[Collected data]
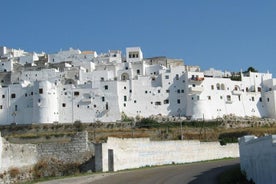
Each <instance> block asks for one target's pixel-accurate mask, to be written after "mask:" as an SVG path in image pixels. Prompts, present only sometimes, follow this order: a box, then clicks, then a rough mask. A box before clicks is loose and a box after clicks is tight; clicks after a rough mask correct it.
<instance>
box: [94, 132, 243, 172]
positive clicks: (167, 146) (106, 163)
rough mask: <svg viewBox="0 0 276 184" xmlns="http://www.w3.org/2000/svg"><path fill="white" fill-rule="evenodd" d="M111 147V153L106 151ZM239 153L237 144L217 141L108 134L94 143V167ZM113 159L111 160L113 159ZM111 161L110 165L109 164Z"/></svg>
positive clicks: (114, 166)
mask: <svg viewBox="0 0 276 184" xmlns="http://www.w3.org/2000/svg"><path fill="white" fill-rule="evenodd" d="M108 150H112V152H113V157H112V158H111V157H110V156H109V155H108ZM225 157H239V148H238V144H228V145H225V146H221V145H220V144H219V142H204V143H203V142H200V141H197V140H196V141H186V140H184V141H150V139H149V138H135V139H132V138H131V139H121V138H110V137H109V138H108V140H107V142H106V143H103V144H100V145H97V146H96V155H95V160H96V171H110V170H112V169H110V168H113V170H114V171H118V170H124V169H130V168H139V167H145V166H152V165H163V164H172V163H189V162H197V161H203V160H212V159H220V158H225ZM112 162H113V163H112ZM110 164H112V165H113V166H112V167H110Z"/></svg>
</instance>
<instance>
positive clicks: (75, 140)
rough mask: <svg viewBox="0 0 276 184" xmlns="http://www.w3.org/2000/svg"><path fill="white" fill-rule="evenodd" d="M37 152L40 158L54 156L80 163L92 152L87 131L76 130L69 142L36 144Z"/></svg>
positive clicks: (66, 160) (88, 156)
mask: <svg viewBox="0 0 276 184" xmlns="http://www.w3.org/2000/svg"><path fill="white" fill-rule="evenodd" d="M37 152H38V157H39V159H40V160H41V159H49V158H55V159H57V160H61V161H65V162H68V163H74V162H76V163H82V162H84V161H86V160H87V159H89V158H90V157H91V156H92V154H93V153H92V150H91V148H90V146H89V142H88V133H87V132H78V133H77V134H76V135H75V136H74V137H73V138H72V140H71V141H70V142H69V143H47V144H38V145H37ZM87 157H89V158H87Z"/></svg>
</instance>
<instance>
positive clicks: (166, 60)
mask: <svg viewBox="0 0 276 184" xmlns="http://www.w3.org/2000/svg"><path fill="white" fill-rule="evenodd" d="M230 75H231V73H230V72H220V71H217V70H214V69H211V70H209V71H206V72H204V71H200V68H199V67H197V66H187V65H184V62H183V60H179V59H169V58H166V57H154V58H143V53H142V51H141V49H140V48H139V47H131V48H127V49H126V54H125V56H124V55H123V54H122V52H121V51H118V50H111V51H108V52H107V53H104V54H99V55H98V54H97V53H96V52H95V51H80V50H74V49H69V50H68V51H60V52H58V53H55V54H49V55H46V54H44V53H41V54H36V53H28V52H25V51H22V50H15V49H8V48H6V47H0V84H1V86H2V88H0V124H10V123H18V124H29V123H53V122H60V123H72V122H75V121H81V122H85V123H89V122H96V121H101V122H115V121H117V120H120V119H121V115H122V113H124V114H126V115H127V116H128V117H134V118H135V117H137V116H139V117H149V116H151V115H162V116H173V117H188V118H192V119H216V118H219V117H223V116H224V115H236V116H241V117H245V116H255V117H269V118H276V112H275V111H276V108H275V104H276V94H275V91H276V87H275V86H276V85H275V84H276V79H273V78H272V75H271V74H268V73H253V72H249V73H246V74H242V76H241V80H240V81H234V80H231V79H230V77H231V76H230Z"/></svg>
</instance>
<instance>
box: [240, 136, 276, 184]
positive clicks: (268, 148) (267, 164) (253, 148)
mask: <svg viewBox="0 0 276 184" xmlns="http://www.w3.org/2000/svg"><path fill="white" fill-rule="evenodd" d="M275 143H276V135H269V136H265V137H260V138H257V137H255V136H244V137H242V138H240V139H239V149H240V165H241V170H243V171H245V172H246V176H247V179H248V180H250V179H252V180H253V181H254V182H255V183H256V184H259V183H260V184H271V183H276V175H275V171H276V157H275V155H276V144H275Z"/></svg>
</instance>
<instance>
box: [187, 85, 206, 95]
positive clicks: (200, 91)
mask: <svg viewBox="0 0 276 184" xmlns="http://www.w3.org/2000/svg"><path fill="white" fill-rule="evenodd" d="M203 91H204V88H203V87H200V86H196V87H189V93H191V94H199V93H201V92H203Z"/></svg>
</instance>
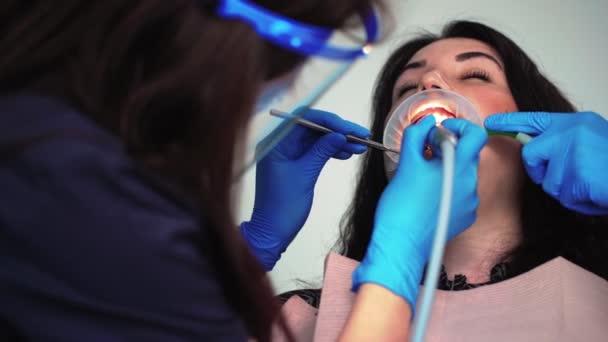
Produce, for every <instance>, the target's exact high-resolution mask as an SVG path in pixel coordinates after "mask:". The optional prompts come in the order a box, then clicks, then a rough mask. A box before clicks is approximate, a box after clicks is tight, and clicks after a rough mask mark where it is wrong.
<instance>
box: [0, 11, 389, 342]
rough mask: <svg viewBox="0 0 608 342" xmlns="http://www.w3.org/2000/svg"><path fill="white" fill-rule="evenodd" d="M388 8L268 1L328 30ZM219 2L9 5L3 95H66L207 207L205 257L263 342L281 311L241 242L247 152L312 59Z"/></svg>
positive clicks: (97, 121)
mask: <svg viewBox="0 0 608 342" xmlns="http://www.w3.org/2000/svg"><path fill="white" fill-rule="evenodd" d="M379 1H381V0H332V1H325V0H297V1H296V0H294V1H281V0H256V1H254V2H256V3H258V4H260V5H262V6H264V7H266V8H269V9H271V10H274V11H276V12H278V13H281V14H283V15H287V16H289V17H292V18H295V19H298V20H301V21H303V22H306V23H310V24H314V25H319V26H324V27H328V28H342V27H345V26H346V24H347V23H348V22H349V21H348V18H350V17H351V16H353V15H354V14H356V13H359V12H363V11H366V10H368V9H369V7H370V6H371V4H372V3H378V2H379ZM217 3H218V1H213V0H98V1H94V0H90V1H82V0H61V1H50V0H29V1H24V0H3V1H2V4H1V5H0V32H1V34H0V93H1V94H2V95H5V94H10V93H14V92H17V91H33V92H36V93H38V94H42V95H48V96H55V97H57V98H60V99H61V100H62V101H64V102H66V103H68V104H70V105H72V106H73V107H74V108H76V109H77V110H79V111H81V112H82V113H83V115H87V116H88V117H90V118H91V119H92V120H94V121H95V122H96V123H97V124H99V125H100V126H102V127H104V128H105V129H107V131H109V132H110V133H112V134H114V135H115V136H117V137H119V138H120V139H121V140H122V141H123V142H124V145H125V148H126V149H127V151H128V153H129V154H130V155H131V156H132V157H133V158H134V159H135V160H137V161H139V162H141V164H143V165H144V166H145V168H147V169H148V170H149V171H153V172H156V173H159V174H162V175H164V176H166V177H169V178H170V179H171V181H172V183H177V184H179V188H180V189H181V190H182V191H183V192H186V193H187V194H188V195H189V196H188V197H190V199H192V200H193V202H194V203H197V204H198V206H199V207H200V212H201V213H202V215H204V216H205V217H204V218H203V219H204V221H205V222H206V224H205V225H204V226H205V227H204V228H205V229H201V235H200V236H198V237H196V238H197V239H198V240H200V245H201V253H203V254H205V255H206V256H208V257H209V258H210V259H211V262H212V265H213V266H214V267H215V268H216V270H217V274H218V277H219V278H220V279H219V280H220V281H221V283H222V285H223V289H224V292H225V296H226V298H227V299H228V302H229V303H230V305H231V306H232V308H233V310H234V311H235V312H236V313H237V314H238V315H239V316H240V317H241V319H242V320H243V322H244V323H245V324H246V326H247V328H248V329H249V332H250V334H251V336H253V337H255V338H256V339H257V340H259V341H266V340H269V338H270V332H271V329H270V327H271V323H272V321H273V320H275V319H276V314H277V312H278V305H277V303H276V301H275V300H274V297H273V294H272V290H271V287H270V284H269V282H268V279H267V277H266V276H265V273H264V271H263V270H262V268H261V267H260V266H259V265H258V263H257V262H256V260H255V258H254V257H253V256H252V255H251V254H250V253H249V251H248V249H247V247H246V246H245V244H244V243H243V242H242V239H240V237H239V236H238V233H237V230H236V229H235V228H236V222H235V220H234V217H233V212H232V210H231V208H232V207H233V198H232V196H231V187H232V181H233V179H232V175H233V170H232V168H233V160H234V159H235V150H236V149H235V148H234V147H235V145H236V144H237V143H238V141H239V140H240V137H241V136H243V132H244V128H245V126H246V124H247V122H248V120H249V116H250V115H251V112H252V110H253V106H254V101H255V97H256V95H257V92H258V90H259V88H260V87H261V86H262V84H263V82H264V81H265V80H269V79H272V78H274V77H276V76H279V75H282V74H283V73H285V72H288V71H290V70H293V69H294V68H295V67H296V66H297V65H298V64H300V63H301V62H302V61H303V60H304V58H303V57H302V56H300V55H296V54H294V53H292V52H288V51H286V50H283V49H281V48H278V47H276V46H274V45H271V44H269V43H267V42H266V41H264V40H262V39H261V38H260V37H258V36H257V34H256V33H255V31H254V30H253V28H252V27H251V26H250V25H248V24H246V23H244V22H243V21H240V20H234V19H222V18H218V17H216V16H215V14H214V12H215V10H214V8H215V7H216V6H217Z"/></svg>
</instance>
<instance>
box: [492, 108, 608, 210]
mask: <svg viewBox="0 0 608 342" xmlns="http://www.w3.org/2000/svg"><path fill="white" fill-rule="evenodd" d="M485 126H486V128H488V129H491V130H495V131H505V132H522V133H527V134H530V135H533V136H536V137H535V138H534V139H532V140H531V141H530V142H529V143H527V144H526V145H525V146H524V147H523V150H522V159H523V161H524V166H525V168H526V171H527V172H528V175H530V178H532V180H533V181H534V182H535V183H536V184H542V187H543V189H544V190H545V192H546V193H548V194H549V195H550V196H551V197H553V198H555V199H557V200H558V201H560V203H561V204H562V205H563V206H565V207H566V208H569V209H571V210H575V211H578V212H580V213H583V214H587V215H608V182H606V175H607V174H608V173H607V172H608V121H606V119H604V118H602V117H601V116H600V115H598V114H596V113H592V112H586V113H582V112H581V113H543V112H538V113H508V114H498V115H492V116H490V117H488V118H487V119H486V121H485Z"/></svg>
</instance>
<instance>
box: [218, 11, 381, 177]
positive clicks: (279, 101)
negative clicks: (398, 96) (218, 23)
mask: <svg viewBox="0 0 608 342" xmlns="http://www.w3.org/2000/svg"><path fill="white" fill-rule="evenodd" d="M216 13H217V15H218V16H220V17H223V18H229V19H238V20H243V21H245V22H247V23H248V24H250V25H251V26H252V27H253V28H254V29H255V30H256V32H257V34H258V35H259V36H260V37H262V38H264V39H266V40H268V41H269V42H272V43H273V44H275V45H278V46H280V47H282V48H284V49H287V50H290V51H293V52H296V53H298V54H301V55H303V56H307V57H309V58H308V61H307V62H306V64H305V65H304V66H303V67H302V68H301V69H299V70H298V71H297V77H294V79H293V80H291V82H288V83H286V84H283V85H282V86H283V87H284V88H288V89H284V90H283V94H282V96H280V98H278V99H276V101H274V103H273V104H272V108H276V109H280V110H282V111H285V112H289V113H291V114H292V116H291V119H287V120H286V119H279V118H275V117H272V116H270V115H269V114H268V110H269V109H270V108H267V107H262V108H258V109H257V110H258V112H257V113H255V115H254V116H253V117H252V121H251V124H250V128H249V131H248V134H247V139H246V144H245V151H244V152H245V159H244V160H243V163H242V164H241V165H240V166H239V167H237V170H236V173H237V176H239V177H240V176H241V175H242V174H243V173H245V172H246V171H247V170H248V169H250V168H251V167H252V166H253V165H255V164H256V163H257V162H258V161H259V160H260V159H262V158H263V157H264V156H265V155H266V154H267V153H268V152H269V151H270V150H272V148H273V147H274V146H276V144H277V143H279V142H280V141H281V140H282V139H283V138H284V137H285V136H286V135H287V134H289V132H290V131H291V129H292V128H293V127H295V125H296V120H295V119H297V118H298V117H300V116H301V115H303V114H304V113H305V112H306V109H307V108H310V107H311V106H313V105H314V104H315V103H316V102H317V101H318V100H319V98H321V96H322V95H323V94H324V93H325V92H326V91H327V90H328V89H329V88H330V87H331V86H332V85H334V84H335V83H336V82H337V81H338V80H339V79H340V78H341V77H342V76H343V75H344V74H345V73H346V72H347V71H348V70H349V69H350V67H351V66H352V65H353V63H354V62H355V61H356V60H357V59H358V58H359V57H364V56H366V55H368V54H369V53H370V51H371V48H372V45H373V43H375V42H376V41H377V40H378V38H379V36H380V28H379V25H378V18H377V16H376V14H375V12H374V11H373V9H370V10H369V11H367V12H365V13H360V19H361V23H362V25H361V26H362V28H363V30H364V35H365V37H364V38H361V39H357V38H353V36H355V34H352V33H351V34H346V33H345V32H342V31H338V30H333V29H328V28H324V27H319V26H314V25H307V24H304V23H301V22H298V21H296V20H294V19H291V18H288V17H285V16H282V15H280V14H277V13H274V12H272V11H269V10H267V9H265V8H263V7H261V6H259V5H257V4H254V3H253V2H251V1H248V0H221V1H220V3H219V5H218V7H217V9H216Z"/></svg>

### TASK DESCRIPTION:
Reproduce verbatim the lines of the records from their beginning through the line containing "positive clicks: (167, 146) (106, 163)", leaving out the pictures.

### WRITTEN SOLUTION:
Each <instance> block asks for one target's pixel-accurate mask, to be written after "mask:" as an SVG path in image pixels. Prompts, present only sometimes, follow this order: a box, then clicks, then a rough mask. A box before clicks is loose and a box after clicks is tight; clicks after a rough mask correct it.
<instance>
box: [94, 132, 243, 172]
positive clicks: (167, 146) (106, 163)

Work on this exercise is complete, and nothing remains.